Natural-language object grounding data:
# # # # # # #

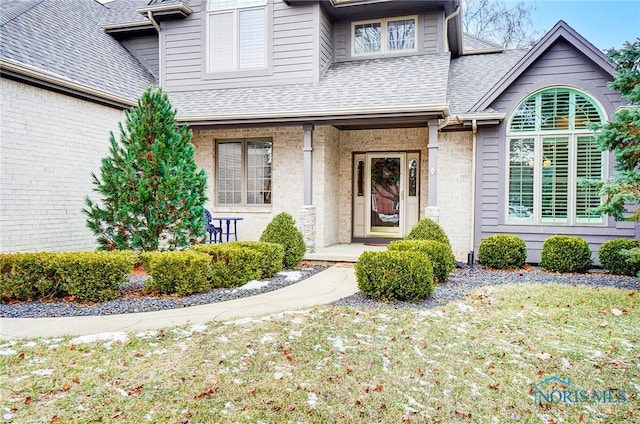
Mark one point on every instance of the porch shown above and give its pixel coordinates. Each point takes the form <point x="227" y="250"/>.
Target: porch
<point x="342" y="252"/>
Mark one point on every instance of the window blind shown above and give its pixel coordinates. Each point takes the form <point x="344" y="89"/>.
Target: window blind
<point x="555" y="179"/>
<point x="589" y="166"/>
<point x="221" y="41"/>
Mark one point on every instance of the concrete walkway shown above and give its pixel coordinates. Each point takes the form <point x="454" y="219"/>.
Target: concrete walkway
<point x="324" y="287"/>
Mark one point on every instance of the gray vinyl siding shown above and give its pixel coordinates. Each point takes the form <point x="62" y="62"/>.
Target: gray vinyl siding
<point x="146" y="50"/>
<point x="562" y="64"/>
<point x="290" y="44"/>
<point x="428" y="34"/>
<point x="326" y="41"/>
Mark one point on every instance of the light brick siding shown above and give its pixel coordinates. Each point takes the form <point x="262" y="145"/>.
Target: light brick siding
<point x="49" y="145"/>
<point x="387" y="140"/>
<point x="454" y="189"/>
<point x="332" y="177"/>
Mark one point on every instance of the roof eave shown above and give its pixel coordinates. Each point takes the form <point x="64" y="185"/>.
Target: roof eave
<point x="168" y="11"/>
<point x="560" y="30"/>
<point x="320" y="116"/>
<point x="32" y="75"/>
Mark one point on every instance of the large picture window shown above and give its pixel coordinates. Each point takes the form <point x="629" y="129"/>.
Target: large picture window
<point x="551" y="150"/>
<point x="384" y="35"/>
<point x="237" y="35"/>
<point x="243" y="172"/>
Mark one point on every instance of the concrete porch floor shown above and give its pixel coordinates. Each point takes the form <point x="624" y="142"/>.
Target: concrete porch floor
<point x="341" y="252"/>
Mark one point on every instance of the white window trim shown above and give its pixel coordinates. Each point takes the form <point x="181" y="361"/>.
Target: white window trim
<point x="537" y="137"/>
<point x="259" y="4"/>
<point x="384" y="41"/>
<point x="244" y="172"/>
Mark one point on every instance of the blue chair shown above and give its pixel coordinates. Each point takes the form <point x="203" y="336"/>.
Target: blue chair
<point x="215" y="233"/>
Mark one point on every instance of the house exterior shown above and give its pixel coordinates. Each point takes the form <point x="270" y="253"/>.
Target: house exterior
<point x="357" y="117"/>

# # # # # # #

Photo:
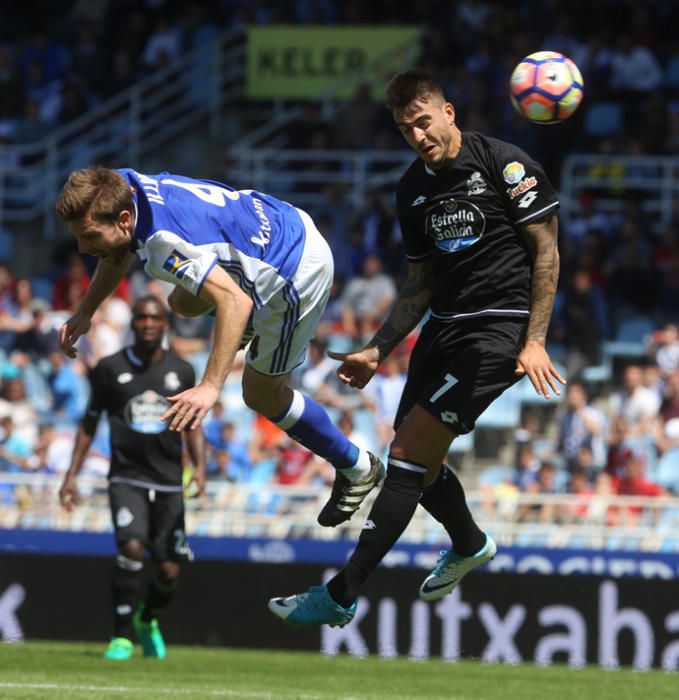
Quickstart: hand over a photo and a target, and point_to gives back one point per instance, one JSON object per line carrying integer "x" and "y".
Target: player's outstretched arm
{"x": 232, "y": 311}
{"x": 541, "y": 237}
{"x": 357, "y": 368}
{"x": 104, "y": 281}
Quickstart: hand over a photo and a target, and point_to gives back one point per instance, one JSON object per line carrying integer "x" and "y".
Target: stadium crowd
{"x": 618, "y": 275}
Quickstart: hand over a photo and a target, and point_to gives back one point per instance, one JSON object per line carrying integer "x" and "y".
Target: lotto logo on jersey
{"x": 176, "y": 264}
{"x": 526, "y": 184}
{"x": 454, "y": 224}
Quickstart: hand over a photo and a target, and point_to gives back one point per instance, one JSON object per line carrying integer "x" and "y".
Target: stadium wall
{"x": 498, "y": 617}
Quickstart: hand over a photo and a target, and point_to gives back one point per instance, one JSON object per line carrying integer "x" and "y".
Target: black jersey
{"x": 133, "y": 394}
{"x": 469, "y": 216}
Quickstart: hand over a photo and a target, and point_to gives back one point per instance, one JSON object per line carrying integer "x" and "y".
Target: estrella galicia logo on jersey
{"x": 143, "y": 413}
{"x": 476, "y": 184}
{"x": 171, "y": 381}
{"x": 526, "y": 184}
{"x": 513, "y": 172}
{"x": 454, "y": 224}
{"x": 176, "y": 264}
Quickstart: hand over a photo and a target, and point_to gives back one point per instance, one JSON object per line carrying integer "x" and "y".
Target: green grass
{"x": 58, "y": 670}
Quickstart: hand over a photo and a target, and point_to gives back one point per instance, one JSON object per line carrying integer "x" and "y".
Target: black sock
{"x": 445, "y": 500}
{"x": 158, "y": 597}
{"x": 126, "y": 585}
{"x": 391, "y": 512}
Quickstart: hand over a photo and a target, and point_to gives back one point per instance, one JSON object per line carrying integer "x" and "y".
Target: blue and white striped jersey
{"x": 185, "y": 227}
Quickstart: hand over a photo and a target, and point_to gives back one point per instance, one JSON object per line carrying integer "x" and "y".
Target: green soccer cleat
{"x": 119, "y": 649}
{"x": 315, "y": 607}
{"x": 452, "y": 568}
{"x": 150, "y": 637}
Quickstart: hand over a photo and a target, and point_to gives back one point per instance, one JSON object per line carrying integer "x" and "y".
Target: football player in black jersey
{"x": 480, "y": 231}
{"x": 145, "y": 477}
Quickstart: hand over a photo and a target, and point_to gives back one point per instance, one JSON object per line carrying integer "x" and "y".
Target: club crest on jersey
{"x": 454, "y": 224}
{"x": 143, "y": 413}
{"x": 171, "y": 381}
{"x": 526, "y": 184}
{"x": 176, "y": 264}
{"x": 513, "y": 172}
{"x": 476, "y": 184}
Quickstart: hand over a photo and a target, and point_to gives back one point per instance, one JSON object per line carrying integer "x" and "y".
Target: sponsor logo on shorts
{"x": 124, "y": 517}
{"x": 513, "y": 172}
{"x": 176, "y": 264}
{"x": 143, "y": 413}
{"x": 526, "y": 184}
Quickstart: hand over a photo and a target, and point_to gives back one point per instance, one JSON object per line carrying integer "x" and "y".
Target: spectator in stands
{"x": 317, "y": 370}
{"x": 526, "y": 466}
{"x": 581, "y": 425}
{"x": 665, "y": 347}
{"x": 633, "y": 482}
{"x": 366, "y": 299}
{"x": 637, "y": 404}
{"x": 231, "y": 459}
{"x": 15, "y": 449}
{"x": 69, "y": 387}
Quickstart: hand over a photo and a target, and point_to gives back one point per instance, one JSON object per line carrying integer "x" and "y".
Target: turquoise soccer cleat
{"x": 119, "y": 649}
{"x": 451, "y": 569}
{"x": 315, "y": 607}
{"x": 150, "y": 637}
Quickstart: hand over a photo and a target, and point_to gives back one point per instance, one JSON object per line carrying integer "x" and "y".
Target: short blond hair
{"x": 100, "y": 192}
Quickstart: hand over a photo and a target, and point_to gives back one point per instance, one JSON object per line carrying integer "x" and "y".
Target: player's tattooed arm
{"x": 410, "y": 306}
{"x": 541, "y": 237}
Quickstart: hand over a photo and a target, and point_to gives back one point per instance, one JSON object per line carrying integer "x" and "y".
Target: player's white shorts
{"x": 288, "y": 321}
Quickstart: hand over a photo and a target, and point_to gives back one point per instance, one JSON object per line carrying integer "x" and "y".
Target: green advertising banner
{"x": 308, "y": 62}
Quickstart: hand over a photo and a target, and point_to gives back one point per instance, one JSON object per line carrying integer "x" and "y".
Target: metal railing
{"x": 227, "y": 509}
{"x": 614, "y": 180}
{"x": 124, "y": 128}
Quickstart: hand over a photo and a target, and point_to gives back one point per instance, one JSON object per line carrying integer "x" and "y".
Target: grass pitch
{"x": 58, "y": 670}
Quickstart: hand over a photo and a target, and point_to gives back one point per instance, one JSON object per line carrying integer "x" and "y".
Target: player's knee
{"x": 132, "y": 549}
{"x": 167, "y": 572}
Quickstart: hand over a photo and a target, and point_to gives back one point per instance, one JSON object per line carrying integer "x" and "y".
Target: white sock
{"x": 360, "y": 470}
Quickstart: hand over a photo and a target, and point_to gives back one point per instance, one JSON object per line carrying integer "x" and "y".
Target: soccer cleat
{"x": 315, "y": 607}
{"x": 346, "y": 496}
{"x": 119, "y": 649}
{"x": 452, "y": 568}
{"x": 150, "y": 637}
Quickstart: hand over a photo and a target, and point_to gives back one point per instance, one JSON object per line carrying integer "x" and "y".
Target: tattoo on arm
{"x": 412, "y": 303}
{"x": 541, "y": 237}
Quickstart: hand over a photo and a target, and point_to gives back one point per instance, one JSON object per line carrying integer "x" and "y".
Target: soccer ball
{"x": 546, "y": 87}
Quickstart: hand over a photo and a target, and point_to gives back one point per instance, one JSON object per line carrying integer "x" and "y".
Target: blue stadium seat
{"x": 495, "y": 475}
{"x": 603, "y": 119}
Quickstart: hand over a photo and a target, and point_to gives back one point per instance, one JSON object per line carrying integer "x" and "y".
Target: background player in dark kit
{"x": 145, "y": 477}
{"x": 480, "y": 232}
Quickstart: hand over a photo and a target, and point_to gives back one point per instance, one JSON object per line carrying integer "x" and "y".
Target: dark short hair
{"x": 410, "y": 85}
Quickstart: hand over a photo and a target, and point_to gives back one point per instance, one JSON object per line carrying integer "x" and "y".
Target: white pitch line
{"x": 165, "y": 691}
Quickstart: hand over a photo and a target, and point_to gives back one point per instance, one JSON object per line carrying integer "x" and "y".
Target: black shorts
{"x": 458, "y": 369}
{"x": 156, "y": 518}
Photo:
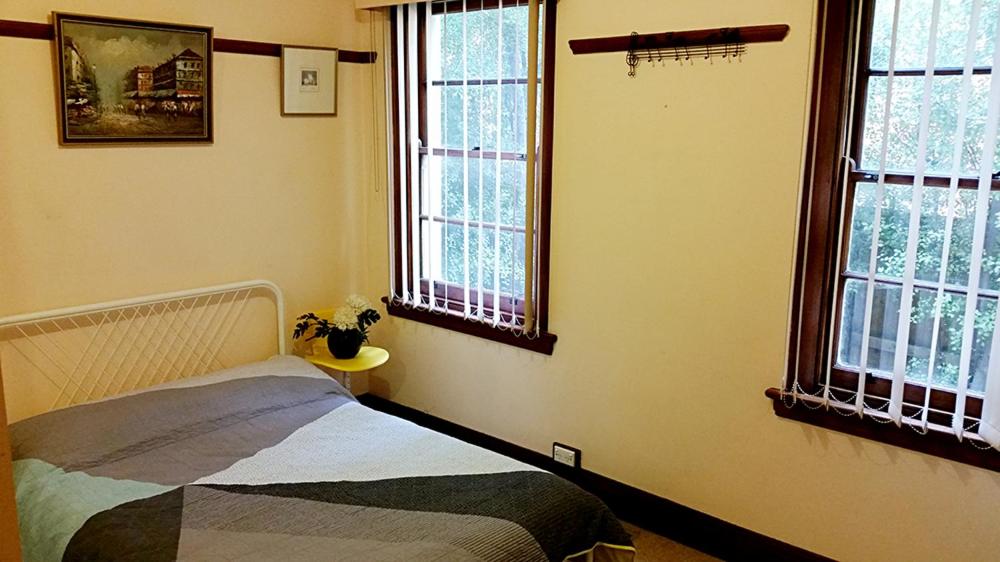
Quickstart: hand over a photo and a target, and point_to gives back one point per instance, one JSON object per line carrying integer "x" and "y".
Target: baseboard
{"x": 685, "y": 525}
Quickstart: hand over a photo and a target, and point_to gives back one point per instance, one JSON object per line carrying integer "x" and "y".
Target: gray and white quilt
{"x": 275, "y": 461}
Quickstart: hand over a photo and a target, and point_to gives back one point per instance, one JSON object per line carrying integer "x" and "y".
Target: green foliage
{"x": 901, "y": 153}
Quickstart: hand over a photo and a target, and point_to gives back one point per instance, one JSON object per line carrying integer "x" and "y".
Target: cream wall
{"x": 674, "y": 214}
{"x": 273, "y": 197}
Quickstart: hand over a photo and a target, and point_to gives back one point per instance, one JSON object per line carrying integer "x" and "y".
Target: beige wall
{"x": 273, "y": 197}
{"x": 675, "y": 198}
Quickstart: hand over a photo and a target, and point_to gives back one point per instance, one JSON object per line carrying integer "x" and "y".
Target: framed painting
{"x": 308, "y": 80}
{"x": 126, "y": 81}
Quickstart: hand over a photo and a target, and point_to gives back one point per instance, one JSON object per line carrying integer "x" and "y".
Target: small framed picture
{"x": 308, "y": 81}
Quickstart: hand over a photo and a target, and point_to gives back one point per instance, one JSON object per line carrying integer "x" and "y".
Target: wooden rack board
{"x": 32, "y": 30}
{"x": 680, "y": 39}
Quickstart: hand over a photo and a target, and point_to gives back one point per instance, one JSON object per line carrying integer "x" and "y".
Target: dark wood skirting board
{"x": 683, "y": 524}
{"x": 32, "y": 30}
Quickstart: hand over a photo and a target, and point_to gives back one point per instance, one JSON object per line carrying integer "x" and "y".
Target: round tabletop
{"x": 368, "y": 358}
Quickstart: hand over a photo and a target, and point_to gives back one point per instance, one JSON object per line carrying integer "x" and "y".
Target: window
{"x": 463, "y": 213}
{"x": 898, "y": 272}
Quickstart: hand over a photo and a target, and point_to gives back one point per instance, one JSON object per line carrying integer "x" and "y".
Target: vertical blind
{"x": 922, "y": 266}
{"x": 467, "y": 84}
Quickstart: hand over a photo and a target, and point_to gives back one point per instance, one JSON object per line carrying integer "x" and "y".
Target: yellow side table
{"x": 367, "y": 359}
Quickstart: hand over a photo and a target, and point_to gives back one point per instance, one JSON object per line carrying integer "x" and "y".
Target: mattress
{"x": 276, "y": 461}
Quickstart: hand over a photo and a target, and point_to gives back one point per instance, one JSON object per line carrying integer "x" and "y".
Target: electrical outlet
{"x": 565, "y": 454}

# # # # # # #

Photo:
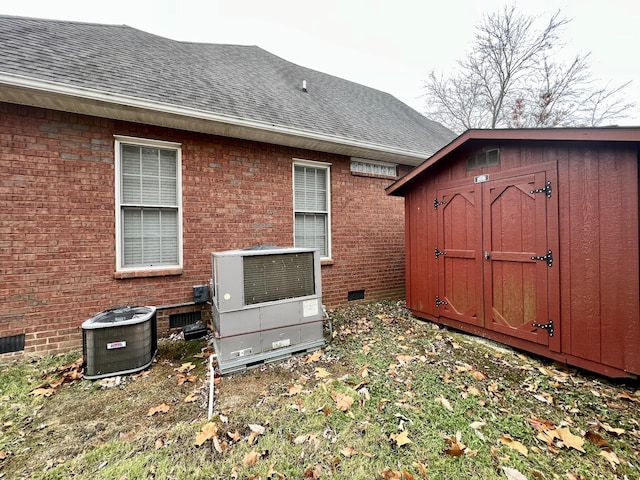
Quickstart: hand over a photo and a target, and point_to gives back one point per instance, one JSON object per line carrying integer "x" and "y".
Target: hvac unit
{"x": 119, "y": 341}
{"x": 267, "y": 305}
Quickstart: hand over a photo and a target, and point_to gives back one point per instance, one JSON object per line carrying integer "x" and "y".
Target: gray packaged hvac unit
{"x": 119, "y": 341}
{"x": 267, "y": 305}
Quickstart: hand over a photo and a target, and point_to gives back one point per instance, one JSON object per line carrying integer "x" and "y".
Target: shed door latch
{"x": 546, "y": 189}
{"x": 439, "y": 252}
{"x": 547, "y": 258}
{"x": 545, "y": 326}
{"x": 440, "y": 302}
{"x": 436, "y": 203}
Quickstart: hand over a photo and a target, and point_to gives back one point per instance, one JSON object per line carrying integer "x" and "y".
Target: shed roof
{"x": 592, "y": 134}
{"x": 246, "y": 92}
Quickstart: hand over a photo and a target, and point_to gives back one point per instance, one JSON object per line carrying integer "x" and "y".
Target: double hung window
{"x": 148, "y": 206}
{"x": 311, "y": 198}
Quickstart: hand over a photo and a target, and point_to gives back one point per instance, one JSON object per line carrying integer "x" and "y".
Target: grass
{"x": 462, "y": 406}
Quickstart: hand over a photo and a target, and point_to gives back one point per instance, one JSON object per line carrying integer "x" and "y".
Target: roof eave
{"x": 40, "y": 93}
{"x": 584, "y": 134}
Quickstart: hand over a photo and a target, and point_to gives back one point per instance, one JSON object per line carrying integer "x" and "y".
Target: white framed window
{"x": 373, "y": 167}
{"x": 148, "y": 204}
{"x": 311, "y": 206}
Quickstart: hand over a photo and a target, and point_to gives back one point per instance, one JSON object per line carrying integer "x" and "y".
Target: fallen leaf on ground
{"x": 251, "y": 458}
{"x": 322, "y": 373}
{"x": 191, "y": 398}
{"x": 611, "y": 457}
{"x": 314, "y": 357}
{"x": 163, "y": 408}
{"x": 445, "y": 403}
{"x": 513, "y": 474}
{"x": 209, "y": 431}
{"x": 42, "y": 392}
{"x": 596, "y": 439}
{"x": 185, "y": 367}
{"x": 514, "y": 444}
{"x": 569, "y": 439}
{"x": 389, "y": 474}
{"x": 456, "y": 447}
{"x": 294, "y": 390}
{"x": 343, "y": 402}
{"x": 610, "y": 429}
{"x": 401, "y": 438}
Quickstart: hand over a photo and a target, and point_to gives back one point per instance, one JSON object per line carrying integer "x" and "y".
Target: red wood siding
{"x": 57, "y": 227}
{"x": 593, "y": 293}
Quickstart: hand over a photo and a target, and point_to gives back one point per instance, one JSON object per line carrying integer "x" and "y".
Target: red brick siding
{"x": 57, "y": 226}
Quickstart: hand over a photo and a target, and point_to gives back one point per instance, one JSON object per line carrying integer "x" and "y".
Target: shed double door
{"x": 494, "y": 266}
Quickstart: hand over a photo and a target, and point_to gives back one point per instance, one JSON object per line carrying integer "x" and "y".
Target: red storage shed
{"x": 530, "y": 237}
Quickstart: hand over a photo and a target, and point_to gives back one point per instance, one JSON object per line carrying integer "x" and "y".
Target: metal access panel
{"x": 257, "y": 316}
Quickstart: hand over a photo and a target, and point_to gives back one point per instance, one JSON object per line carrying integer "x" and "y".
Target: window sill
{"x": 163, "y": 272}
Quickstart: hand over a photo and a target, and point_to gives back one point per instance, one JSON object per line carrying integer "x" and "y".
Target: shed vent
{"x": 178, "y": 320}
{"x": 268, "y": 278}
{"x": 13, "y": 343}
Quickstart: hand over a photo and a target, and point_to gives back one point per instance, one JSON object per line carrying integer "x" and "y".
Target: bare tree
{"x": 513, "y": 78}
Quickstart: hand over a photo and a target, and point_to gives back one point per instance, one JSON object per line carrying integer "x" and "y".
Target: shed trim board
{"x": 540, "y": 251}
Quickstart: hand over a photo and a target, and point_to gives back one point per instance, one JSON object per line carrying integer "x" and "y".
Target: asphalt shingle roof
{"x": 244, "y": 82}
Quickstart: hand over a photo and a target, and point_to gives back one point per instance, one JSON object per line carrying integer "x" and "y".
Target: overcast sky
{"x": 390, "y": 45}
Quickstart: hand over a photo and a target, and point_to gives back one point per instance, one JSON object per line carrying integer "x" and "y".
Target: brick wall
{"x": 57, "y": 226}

# # # # # # #

▶ [Exercise objective] What is the number of lines in the data above that include the word "takes"? Answer with that number only.

▶ [Written response] 11